(Raw records)
==================================================
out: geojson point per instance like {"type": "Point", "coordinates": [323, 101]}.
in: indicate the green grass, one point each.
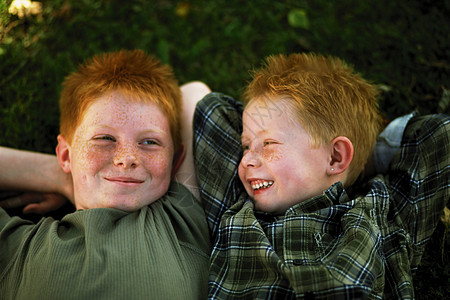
{"type": "Point", "coordinates": [401, 45]}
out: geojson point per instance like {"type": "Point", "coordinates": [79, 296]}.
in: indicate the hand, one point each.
{"type": "Point", "coordinates": [38, 203]}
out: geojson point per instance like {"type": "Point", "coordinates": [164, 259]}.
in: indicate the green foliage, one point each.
{"type": "Point", "coordinates": [401, 45]}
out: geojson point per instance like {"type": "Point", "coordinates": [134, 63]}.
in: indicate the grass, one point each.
{"type": "Point", "coordinates": [401, 45]}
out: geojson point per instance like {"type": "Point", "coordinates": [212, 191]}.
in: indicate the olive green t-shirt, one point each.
{"type": "Point", "coordinates": [158, 252]}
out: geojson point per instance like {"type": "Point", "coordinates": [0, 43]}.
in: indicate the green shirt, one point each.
{"type": "Point", "coordinates": [358, 243]}
{"type": "Point", "coordinates": [158, 252]}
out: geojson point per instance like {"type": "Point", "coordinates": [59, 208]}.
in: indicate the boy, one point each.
{"type": "Point", "coordinates": [286, 220]}
{"type": "Point", "coordinates": [135, 233]}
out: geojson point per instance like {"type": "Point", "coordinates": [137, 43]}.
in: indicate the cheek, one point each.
{"type": "Point", "coordinates": [269, 154]}
{"type": "Point", "coordinates": [90, 158]}
{"type": "Point", "coordinates": [158, 164]}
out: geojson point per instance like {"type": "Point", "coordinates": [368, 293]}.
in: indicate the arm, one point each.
{"type": "Point", "coordinates": [217, 153]}
{"type": "Point", "coordinates": [37, 172]}
{"type": "Point", "coordinates": [192, 93]}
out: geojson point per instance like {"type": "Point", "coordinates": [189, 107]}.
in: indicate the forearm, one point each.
{"type": "Point", "coordinates": [31, 171]}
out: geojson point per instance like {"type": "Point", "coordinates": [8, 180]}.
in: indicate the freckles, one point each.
{"type": "Point", "coordinates": [271, 155]}
{"type": "Point", "coordinates": [157, 162]}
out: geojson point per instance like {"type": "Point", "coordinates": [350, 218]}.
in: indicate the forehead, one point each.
{"type": "Point", "coordinates": [266, 113]}
{"type": "Point", "coordinates": [118, 110]}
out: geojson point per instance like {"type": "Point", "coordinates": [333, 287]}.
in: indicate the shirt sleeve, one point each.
{"type": "Point", "coordinates": [419, 179]}
{"type": "Point", "coordinates": [217, 153]}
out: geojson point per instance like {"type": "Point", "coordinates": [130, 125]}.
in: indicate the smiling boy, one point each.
{"type": "Point", "coordinates": [135, 232]}
{"type": "Point", "coordinates": [286, 218]}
==================================================
SET TASK> Without including any pictures, print each record exactly.

ANSWER IN FULL>
out: geojson point per instance like {"type": "Point", "coordinates": [323, 101]}.
in: indicate the green grass, one point each.
{"type": "Point", "coordinates": [401, 45]}
out: geojson point per instance like {"type": "Point", "coordinates": [79, 296]}.
in: indicate the hand, one point each.
{"type": "Point", "coordinates": [38, 203]}
out: geojson point per instance like {"type": "Point", "coordinates": [164, 259]}.
in: indicate the green foliage, one point each.
{"type": "Point", "coordinates": [401, 45]}
out: geojson point per instance like {"type": "Point", "coordinates": [134, 63]}.
in: indicate the grass, one point each.
{"type": "Point", "coordinates": [401, 45]}
out: geojson point per instance like {"type": "Point", "coordinates": [212, 191]}.
in: indicate the olive green t-shirt, one point each.
{"type": "Point", "coordinates": [158, 252]}
out: geojson point per instance like {"type": "Point", "coordinates": [0, 43]}.
in: indicate the green shirt, one point each.
{"type": "Point", "coordinates": [358, 243]}
{"type": "Point", "coordinates": [158, 252]}
out: geojson point per instance like {"type": "Point", "coordinates": [59, 208]}.
in: indicate the boy, one point each.
{"type": "Point", "coordinates": [286, 220]}
{"type": "Point", "coordinates": [135, 233]}
out: geojson point per instance like {"type": "Point", "coordinates": [137, 43]}.
in: indicate the cheek, one point each.
{"type": "Point", "coordinates": [269, 154]}
{"type": "Point", "coordinates": [90, 158]}
{"type": "Point", "coordinates": [158, 164]}
out: geojson point per instance like {"type": "Point", "coordinates": [368, 293]}.
in: indicate the arm, one point each.
{"type": "Point", "coordinates": [217, 153]}
{"type": "Point", "coordinates": [37, 172]}
{"type": "Point", "coordinates": [192, 93]}
out: geojson point per instance like {"type": "Point", "coordinates": [189, 107]}.
in: indicate the forearm, one point each.
{"type": "Point", "coordinates": [31, 171]}
out: geojson point per instance like {"type": "Point", "coordinates": [8, 180]}.
in: indicate the freckles, one point each.
{"type": "Point", "coordinates": [271, 155]}
{"type": "Point", "coordinates": [157, 162]}
out: geojson point per instance like {"type": "Point", "coordinates": [350, 218]}.
in: indicate the forehead, one point each.
{"type": "Point", "coordinates": [266, 113]}
{"type": "Point", "coordinates": [118, 110]}
out: geojson point per instance like {"type": "Point", "coordinates": [333, 287]}.
in: indicate the shirt sleeve, one point each.
{"type": "Point", "coordinates": [419, 179]}
{"type": "Point", "coordinates": [217, 153]}
out: geojson point per instance like {"type": "Point", "coordinates": [130, 125]}.
in: indicate the smiling boy, one point each.
{"type": "Point", "coordinates": [135, 232]}
{"type": "Point", "coordinates": [286, 218]}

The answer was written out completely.